**Problem details**.
Copy the rows below, changing every "bounding box" to "enclosing rectangle" and leaving everything else as it is.

**Data shown**.
_ _ _ _ _

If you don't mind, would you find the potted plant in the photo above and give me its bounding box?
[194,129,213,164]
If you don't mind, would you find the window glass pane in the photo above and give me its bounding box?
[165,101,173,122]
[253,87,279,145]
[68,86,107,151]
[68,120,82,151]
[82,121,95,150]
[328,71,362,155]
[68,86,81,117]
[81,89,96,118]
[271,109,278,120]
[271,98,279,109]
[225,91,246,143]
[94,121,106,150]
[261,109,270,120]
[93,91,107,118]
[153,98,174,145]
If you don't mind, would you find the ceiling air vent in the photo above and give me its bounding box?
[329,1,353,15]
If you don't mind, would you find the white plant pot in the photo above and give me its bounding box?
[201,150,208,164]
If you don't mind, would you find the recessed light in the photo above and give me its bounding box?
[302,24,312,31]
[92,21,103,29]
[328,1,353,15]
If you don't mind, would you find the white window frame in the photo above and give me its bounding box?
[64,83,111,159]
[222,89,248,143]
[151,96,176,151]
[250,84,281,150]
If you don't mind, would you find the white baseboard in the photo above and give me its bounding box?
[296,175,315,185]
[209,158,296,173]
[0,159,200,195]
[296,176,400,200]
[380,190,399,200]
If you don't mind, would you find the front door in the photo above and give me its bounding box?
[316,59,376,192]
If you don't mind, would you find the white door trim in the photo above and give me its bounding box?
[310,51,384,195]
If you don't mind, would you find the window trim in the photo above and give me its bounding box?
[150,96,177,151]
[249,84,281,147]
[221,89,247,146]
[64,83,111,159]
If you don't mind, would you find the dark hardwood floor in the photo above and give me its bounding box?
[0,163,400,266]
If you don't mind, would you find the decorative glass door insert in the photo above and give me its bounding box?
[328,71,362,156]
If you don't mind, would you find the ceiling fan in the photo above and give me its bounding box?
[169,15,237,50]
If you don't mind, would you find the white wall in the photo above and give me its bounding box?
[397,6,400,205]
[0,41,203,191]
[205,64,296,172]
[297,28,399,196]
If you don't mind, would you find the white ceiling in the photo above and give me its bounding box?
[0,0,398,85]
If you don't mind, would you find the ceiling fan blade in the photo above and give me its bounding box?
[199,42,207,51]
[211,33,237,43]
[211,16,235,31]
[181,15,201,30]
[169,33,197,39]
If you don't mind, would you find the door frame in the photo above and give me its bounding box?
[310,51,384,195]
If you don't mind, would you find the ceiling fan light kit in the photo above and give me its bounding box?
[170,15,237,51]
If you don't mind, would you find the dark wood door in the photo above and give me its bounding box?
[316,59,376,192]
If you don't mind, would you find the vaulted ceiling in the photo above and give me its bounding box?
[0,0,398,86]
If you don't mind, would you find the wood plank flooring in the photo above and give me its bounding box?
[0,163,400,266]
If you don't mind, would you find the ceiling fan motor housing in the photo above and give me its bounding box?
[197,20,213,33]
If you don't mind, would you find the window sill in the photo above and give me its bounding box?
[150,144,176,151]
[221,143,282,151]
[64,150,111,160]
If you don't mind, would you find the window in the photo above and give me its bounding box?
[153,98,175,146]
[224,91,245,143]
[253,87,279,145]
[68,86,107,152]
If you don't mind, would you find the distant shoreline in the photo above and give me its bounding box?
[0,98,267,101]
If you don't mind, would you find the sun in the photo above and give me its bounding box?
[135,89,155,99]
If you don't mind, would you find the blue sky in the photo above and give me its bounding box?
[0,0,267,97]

_ _ _ _ _

**Answer to this problem**.
If you don't mind, would you find the potted plant in the photo above and give me its enclosing rectangle?
[194,129,213,164]
If you don't mind, would you find the window glass pane in the photo above and give me its enclosing rectangle?
[165,101,173,122]
[253,87,279,145]
[68,86,107,151]
[68,120,82,151]
[82,121,95,150]
[328,71,362,155]
[68,86,81,117]
[81,89,96,118]
[271,109,278,120]
[271,98,279,109]
[225,91,246,143]
[94,121,106,150]
[261,109,270,120]
[93,91,107,118]
[153,98,174,145]
If you don't mind, would you find the ceiling air vent in the photo above and give me its enclosing rectangle?
[329,1,353,15]
If you don't mind, would you find the white plant pot in the photo above and give me its enclosing rectangle?
[201,150,208,164]
If you don't mind, would you find the recessed light in the photo above and give me its enclosing rectangle?
[302,24,312,31]
[92,21,103,29]
[328,1,353,15]
If you don't mind, would you find the white window frame in the photo above and give me its enclosing rectangle?
[64,83,111,159]
[222,89,248,143]
[151,96,176,151]
[250,84,281,150]
If you don't mind, would you find the white baseboard in the photo above and give me its enclosing rectangle?
[296,175,315,185]
[209,158,296,173]
[0,159,200,195]
[296,176,400,200]
[380,190,399,200]
If you don't mind, would you find the front door in the photo above and give me its enclosing rectangle?
[316,59,376,192]
If you don't mind, would you find the white door trim in the photo above and give me its enclosing rectangle?
[310,51,384,195]
If you don't mind, would you find the window trim in the photo above and give me its enclosing rectangle?
[150,96,177,151]
[249,84,281,147]
[221,89,247,146]
[64,83,111,159]
If you don't mind, would you find the dark hardwood floor in the photo above and give me its enclosing rectangle?
[0,163,400,266]
If you don't mind, would you find the decorative glass door insert in the photo above and give me its enclosing rectangle?
[328,71,362,156]
If you don't mind, would you find the ceiling fan in the photo above and give me its enclosing rectangle?
[169,15,237,50]
If you don't mind, would you find the white wall in the photo above and give me its enclosing rectangle?
[397,6,400,205]
[0,41,203,191]
[205,64,296,172]
[297,28,399,196]
If you don't mind, would you find the white ceiling in the photo above and give me its enclosing rectangle?
[0,0,398,85]
If you don't mind, would you find the ceiling fan blade in the photo above and give me its enclosing rectangle?
[199,42,207,51]
[211,33,237,43]
[211,16,235,31]
[181,15,201,30]
[169,33,197,39]
If you don't mind, would you find the door frame in the photo above and give me its enclosing rectangle?
[310,51,384,195]
If you don't mind, would you find the ceiling fan light kit in the photo above and give me its enclosing rectangle?
[170,15,237,51]
If you don't mind, would you find the dark wood door in the photo above and give me its enclosing rectangle?
[316,59,376,192]
If you don't mind, would you find the vaulted ceiling in the photo above and give me its enclosing rectangle?
[0,0,398,86]
If you don't mind, would you find the wood plank flooring in the photo above and give me its enclosing rectangle?
[0,163,400,266]
If you don't mind, would you find the ceiling fan motor housing in the photo above and give me its enclosing rectangle?
[197,20,213,33]
If you don't mind, would you find the window sill in the photo above and give me its enclosing rectangle?
[150,144,176,151]
[221,143,282,151]
[64,150,111,160]
If you don't mind, would you find the window in the photo above and give me its enclosing rectangle?
[153,98,175,146]
[224,91,245,143]
[253,87,279,145]
[68,86,107,152]
If you don't mind, would you find the distant shoreline in the photo above and give me its enclosing rectangle?
[0,98,267,101]
If you don't mind, would you find the sun in the photo above and give me its enclosing rectangle?
[135,89,155,99]
If you don't mind, would you find the blue sky in the photo above and give me its enclosing rectangle?
[0,0,267,97]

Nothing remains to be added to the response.